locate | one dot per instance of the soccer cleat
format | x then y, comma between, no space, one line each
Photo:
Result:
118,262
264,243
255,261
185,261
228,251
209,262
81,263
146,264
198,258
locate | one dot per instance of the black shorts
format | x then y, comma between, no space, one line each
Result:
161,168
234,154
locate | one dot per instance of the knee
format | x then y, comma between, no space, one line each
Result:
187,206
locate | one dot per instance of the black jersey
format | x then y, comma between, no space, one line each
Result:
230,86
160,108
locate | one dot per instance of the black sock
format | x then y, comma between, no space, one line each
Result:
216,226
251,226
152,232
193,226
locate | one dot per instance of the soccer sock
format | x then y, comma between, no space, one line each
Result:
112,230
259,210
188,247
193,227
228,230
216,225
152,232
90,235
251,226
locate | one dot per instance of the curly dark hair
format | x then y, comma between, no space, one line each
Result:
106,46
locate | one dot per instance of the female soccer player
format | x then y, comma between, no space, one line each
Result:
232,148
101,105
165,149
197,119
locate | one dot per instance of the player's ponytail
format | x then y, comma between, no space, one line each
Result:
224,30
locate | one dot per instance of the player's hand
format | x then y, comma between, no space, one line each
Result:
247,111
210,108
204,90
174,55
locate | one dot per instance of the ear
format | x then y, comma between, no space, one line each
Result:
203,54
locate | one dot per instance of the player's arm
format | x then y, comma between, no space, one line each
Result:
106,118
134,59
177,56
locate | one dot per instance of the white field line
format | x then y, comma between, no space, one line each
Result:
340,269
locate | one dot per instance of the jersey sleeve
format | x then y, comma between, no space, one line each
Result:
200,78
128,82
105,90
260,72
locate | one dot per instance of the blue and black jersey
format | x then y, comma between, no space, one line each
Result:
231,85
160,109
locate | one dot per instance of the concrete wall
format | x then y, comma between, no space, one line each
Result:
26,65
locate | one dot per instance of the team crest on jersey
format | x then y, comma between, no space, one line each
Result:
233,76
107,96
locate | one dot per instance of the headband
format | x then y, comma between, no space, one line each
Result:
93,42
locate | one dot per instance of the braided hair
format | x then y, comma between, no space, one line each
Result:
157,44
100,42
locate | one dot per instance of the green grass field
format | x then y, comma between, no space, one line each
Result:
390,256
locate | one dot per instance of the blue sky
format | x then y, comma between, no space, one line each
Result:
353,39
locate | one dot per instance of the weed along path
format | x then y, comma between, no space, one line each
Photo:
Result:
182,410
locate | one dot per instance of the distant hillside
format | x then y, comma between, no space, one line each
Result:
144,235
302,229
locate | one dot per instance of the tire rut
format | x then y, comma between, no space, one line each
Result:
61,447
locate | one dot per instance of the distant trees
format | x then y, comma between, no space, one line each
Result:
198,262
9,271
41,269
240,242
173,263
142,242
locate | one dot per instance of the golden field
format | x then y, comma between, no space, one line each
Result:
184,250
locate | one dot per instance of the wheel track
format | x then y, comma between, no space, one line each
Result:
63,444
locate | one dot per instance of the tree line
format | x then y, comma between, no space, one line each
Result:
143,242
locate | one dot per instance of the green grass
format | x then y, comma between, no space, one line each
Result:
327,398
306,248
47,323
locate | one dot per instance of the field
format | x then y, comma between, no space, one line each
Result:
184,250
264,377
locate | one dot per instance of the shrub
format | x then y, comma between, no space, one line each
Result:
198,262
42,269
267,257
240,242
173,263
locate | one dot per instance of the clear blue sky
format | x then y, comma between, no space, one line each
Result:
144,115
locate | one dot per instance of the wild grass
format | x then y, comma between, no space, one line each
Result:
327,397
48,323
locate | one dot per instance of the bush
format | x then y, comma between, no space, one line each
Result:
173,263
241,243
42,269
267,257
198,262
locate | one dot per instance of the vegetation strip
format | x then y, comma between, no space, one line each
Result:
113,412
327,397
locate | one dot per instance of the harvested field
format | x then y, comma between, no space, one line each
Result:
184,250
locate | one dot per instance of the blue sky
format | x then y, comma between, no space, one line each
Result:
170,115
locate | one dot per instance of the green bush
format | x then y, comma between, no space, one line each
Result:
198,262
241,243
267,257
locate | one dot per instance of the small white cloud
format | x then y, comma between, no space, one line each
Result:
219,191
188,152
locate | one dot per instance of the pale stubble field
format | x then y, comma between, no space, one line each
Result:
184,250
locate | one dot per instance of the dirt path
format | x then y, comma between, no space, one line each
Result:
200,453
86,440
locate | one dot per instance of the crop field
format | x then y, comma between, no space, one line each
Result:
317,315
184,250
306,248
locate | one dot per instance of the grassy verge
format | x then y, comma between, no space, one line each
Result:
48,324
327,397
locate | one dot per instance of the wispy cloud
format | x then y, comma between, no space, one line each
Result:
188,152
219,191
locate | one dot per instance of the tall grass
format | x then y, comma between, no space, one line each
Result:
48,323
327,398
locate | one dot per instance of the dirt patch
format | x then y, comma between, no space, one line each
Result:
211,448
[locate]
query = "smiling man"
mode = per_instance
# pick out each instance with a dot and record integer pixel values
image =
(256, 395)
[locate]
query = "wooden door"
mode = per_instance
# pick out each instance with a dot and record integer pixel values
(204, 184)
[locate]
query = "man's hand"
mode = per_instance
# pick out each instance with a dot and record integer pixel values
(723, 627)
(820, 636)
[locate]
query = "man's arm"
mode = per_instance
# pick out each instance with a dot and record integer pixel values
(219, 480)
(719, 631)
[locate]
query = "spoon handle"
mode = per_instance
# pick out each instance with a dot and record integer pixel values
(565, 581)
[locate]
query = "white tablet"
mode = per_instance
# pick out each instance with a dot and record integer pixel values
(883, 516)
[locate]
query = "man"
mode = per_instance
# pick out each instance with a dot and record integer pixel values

▬▬▬▬▬▬▬▬▬▬

▸ Task details
Every line containing the word "cloud" must be copied from the material above.

▸ Response area
locate | one dot per instance of the small white cloud
locate | one dot per instance of the wispy cloud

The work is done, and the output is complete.